## Your task
Pull out every line below containing the word "cloud".

───── Provided records

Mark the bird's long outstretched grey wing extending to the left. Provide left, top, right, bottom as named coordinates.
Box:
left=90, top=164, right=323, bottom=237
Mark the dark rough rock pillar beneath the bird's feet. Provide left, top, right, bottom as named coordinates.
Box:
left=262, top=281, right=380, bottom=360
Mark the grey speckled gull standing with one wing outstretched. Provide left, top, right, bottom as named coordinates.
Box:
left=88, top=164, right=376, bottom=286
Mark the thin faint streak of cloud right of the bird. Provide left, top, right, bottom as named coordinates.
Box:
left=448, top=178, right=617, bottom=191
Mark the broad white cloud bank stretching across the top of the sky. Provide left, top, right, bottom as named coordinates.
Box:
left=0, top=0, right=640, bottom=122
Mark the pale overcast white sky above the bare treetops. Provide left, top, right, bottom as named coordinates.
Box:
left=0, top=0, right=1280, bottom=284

──────────
───── Provided records

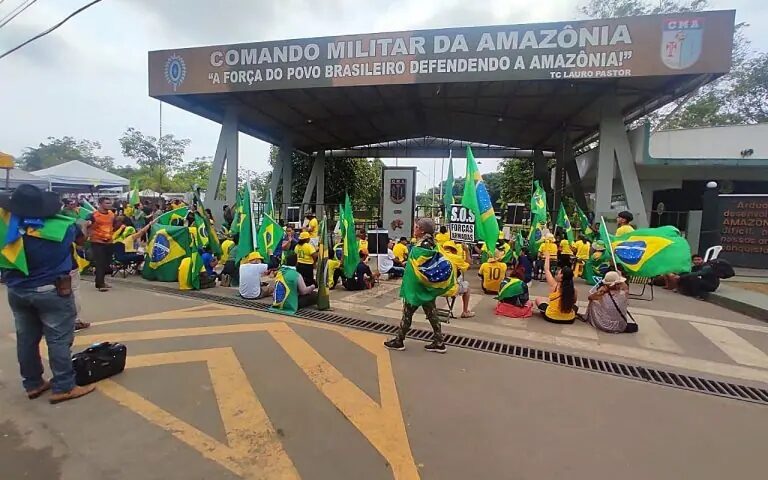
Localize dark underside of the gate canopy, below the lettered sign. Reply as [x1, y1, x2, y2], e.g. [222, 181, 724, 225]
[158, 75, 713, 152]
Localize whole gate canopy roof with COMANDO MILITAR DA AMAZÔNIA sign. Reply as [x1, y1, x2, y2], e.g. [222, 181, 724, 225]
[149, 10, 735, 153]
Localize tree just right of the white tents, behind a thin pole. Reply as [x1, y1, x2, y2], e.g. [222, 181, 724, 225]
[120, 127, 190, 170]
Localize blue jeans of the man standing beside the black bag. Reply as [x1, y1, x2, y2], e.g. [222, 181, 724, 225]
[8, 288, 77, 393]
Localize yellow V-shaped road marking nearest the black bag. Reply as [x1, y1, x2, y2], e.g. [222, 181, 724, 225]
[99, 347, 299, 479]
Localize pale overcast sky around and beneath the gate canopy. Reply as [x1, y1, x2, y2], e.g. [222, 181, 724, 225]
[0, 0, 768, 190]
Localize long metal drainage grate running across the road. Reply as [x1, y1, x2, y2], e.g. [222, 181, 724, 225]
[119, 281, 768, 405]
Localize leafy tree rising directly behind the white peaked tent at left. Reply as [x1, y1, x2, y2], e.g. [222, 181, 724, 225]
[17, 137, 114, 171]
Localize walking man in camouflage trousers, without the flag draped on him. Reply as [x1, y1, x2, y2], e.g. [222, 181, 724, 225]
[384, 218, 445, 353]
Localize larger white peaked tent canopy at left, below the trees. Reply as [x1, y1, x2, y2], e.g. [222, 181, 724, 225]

──────────

## Your solution
Mark the thin faint streak of cloud right of the bird. Provide left, top, right, bottom as named coordinates.
Mark the broad white cloud bank stretching across the top of the sky. Provide left, top, right, bottom as named coordinates.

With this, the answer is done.